- [Work instruction] Please report how many lines in the records below contain the word "query", giving only that number.

- [Data records]

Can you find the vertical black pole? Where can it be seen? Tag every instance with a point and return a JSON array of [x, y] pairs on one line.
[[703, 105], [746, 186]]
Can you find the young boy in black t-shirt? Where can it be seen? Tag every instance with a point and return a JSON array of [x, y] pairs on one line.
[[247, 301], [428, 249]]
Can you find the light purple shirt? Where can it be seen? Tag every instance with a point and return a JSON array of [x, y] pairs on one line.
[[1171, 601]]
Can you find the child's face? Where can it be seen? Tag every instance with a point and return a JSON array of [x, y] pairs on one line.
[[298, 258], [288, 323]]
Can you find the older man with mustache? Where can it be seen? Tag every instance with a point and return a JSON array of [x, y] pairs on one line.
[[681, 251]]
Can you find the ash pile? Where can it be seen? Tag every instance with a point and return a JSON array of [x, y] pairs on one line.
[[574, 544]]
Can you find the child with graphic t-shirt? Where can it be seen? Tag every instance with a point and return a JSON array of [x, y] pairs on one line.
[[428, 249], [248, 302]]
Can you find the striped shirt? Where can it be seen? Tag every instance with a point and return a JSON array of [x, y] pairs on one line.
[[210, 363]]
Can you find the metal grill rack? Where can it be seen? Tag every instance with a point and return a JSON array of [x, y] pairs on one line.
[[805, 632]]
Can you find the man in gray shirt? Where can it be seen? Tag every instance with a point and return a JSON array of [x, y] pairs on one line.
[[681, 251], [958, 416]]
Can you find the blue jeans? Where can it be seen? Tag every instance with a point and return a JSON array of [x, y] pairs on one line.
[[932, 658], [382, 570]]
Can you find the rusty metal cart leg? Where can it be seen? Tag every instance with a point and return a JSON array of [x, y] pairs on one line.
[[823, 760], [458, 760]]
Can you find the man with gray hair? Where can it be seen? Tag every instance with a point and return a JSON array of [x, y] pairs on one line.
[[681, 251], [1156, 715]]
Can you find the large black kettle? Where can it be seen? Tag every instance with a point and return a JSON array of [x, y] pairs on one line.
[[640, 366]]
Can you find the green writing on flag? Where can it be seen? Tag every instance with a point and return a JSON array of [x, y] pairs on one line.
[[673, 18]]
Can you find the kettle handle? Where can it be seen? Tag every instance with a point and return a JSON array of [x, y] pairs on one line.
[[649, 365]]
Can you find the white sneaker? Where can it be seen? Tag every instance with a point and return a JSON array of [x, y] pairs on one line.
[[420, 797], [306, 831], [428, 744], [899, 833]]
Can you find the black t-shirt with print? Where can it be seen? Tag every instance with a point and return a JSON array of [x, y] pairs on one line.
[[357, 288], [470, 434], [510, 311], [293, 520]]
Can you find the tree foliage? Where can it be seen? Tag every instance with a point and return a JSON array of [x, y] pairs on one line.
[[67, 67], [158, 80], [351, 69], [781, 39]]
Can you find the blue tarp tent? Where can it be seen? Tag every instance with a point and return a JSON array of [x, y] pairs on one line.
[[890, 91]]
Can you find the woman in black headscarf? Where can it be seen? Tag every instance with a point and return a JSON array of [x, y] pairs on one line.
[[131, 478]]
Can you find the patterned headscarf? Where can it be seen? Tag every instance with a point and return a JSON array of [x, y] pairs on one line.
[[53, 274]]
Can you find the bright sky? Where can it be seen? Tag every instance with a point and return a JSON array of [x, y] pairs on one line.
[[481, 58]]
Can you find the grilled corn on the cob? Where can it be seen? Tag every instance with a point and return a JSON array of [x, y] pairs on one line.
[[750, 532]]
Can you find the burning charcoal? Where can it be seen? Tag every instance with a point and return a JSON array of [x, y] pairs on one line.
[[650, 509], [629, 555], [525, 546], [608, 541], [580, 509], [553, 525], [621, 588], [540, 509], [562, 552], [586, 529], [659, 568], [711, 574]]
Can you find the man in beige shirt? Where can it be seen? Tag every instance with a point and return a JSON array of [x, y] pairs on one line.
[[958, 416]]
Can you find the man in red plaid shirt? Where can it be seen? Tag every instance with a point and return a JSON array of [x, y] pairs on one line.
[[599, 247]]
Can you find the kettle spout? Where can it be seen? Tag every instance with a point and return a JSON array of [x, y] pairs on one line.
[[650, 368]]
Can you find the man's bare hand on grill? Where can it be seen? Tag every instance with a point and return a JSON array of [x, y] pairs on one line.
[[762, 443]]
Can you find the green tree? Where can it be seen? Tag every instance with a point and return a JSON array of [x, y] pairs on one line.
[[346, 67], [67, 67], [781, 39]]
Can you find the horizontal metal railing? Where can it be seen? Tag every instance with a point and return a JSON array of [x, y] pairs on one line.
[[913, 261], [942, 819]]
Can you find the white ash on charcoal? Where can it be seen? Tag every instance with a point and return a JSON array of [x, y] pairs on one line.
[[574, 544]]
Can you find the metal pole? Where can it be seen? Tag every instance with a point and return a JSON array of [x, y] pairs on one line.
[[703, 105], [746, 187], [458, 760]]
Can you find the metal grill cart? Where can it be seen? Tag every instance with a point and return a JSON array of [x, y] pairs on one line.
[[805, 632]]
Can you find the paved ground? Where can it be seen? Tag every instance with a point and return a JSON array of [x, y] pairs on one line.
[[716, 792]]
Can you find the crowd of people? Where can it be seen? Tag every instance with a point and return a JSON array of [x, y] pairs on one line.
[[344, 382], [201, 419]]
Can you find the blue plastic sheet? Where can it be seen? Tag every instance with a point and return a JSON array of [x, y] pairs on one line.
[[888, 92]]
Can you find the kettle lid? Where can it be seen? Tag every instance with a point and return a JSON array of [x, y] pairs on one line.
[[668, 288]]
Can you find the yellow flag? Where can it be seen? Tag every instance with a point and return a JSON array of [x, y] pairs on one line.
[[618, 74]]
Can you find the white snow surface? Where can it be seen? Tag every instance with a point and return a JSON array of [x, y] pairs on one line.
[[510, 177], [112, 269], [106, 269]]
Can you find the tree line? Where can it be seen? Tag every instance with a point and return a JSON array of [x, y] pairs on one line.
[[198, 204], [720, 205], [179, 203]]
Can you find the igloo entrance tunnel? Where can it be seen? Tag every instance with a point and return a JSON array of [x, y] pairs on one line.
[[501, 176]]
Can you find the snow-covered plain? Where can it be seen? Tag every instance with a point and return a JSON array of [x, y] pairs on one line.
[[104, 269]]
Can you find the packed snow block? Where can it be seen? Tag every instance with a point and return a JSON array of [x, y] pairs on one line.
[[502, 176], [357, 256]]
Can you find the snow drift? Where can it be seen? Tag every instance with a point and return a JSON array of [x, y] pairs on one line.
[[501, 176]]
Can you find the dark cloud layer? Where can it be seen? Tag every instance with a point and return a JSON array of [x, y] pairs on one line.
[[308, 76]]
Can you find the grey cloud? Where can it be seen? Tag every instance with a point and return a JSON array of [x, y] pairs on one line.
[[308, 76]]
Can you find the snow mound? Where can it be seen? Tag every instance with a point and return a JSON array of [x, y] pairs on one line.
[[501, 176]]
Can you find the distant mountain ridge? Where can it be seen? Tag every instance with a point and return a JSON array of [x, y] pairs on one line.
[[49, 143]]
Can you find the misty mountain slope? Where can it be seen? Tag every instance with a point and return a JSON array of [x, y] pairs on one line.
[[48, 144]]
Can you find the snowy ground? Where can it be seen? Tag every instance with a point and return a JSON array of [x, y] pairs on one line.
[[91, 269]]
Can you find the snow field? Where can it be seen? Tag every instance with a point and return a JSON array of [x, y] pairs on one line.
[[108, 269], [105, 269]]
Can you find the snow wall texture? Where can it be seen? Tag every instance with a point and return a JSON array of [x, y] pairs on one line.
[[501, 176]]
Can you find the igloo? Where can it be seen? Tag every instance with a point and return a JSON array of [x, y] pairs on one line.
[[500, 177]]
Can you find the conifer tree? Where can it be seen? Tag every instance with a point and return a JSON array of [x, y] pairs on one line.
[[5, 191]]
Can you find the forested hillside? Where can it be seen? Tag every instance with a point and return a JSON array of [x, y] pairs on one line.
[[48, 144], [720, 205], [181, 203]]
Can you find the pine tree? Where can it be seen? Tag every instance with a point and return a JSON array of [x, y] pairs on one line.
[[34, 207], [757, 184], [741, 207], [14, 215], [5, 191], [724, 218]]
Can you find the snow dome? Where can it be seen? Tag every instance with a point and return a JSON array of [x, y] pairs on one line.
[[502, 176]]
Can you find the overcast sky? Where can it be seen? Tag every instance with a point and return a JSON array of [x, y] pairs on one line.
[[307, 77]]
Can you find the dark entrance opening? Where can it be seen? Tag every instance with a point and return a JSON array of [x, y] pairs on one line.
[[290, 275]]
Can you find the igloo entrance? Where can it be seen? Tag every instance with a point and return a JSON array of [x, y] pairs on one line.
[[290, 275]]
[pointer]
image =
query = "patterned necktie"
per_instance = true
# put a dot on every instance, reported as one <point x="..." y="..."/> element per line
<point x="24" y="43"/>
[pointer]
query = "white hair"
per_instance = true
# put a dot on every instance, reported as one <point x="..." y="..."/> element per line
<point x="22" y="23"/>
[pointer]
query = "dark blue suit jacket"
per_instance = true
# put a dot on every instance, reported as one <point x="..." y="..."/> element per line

- [Completed task] 3